At the age of nine, he was put to work, because the money was badly needed. He left his village school to work as a cash boy in a drygoods store. When he was fourteen years of age he had black diphtheria and was already declared dead, when he had his second great illumining (illumination), getting the knowing (knowledge) about self healing. To “the amazement of his weeping parents and of the doctors” he “arose from his bed perfectly healed”.
“Each year in May, year after year, … I south the forests to be alone with God”, experiencing the oneness of the universe. Each seventh year this experience was extremely intensive.
A musician from infancy, he secured a church organist’s position at thirteen, and entered art school. Since then, he was entirely self-supporting and self-educated.
“From 1897 to 1898 he was Art Editor of Colliers Weekly, then became war artist and correspondent for Collier’s and Century in the Spanish War.”

▶ **Apply what you read**
1. Set down, word for word, the part of the biographical passage starting with "At the age of" and going on through "self-supporting and self-educated.".
2. Resume the biographical passage from the point at which it stops.

Collection entries

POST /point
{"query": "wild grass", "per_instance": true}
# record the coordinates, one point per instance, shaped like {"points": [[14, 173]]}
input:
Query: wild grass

▶ **Responses for each task**
1.
At the age of nine, he was put to work, because the money was badly needed. He left his village school to work as a cash boy in a drygoods store. When he was fourteen years of age he had black diphtheria and was already declared dead, when he had his second great illumining (illumination), getting the knowing (knowledge) about self healing. To “the amazement of his weeping parents and of the doctors” he “arose from his bed perfectly healed”.
“Each year in May, year after year, … I south the forests to be alone with God”, experiencing the oneness of the universe. Each seventh year this experience was extremely intensive.
A musician from infancy, he secured a church organist’s position at thirteen, and entered art school. Since then, he was entirely self-supporting and self-educated.

2.
“In 1900 he completed his allegorical painting entitled ‘The Might of Ages’ which was first exhibited in the Turin International Art Exposition, winning honourable mention from Italy, then exhibited throughout Europe, winning him many honours from France, Belgium and Spain, including membership to the Spanish Academic of Arts and Letters, Toledo.”
From then on, until 1914, he mainly painted portraits of children. His principal instructors in art had been Albert Munsell and Ernest Major of Boston, Howard Pyle of Philadelphia and Jean Paul Laurens from the Academy Julian in Paris.
From 1914 he mainly painted portraits of notables, wrote books and built numerous big buildings, some of which still exist. Together with other sculptors, architects and painters he conceived the principle of co-operative ownership for flats in New York.
In 1927, Walter Russell published “The Universal One”, his fist attempt to explain the Cosmic Laws for the established scientists. As he failed completely, he worked another twenty years on it. The result is his “The Secret of Light”, which he published in 1947.
In 1941, the American Academy of Sciences conferred a doctorate on him, after several laboratories had isolated the elements which he had foreseen: Deuterium, Tritium, Neptunium and Plutonium.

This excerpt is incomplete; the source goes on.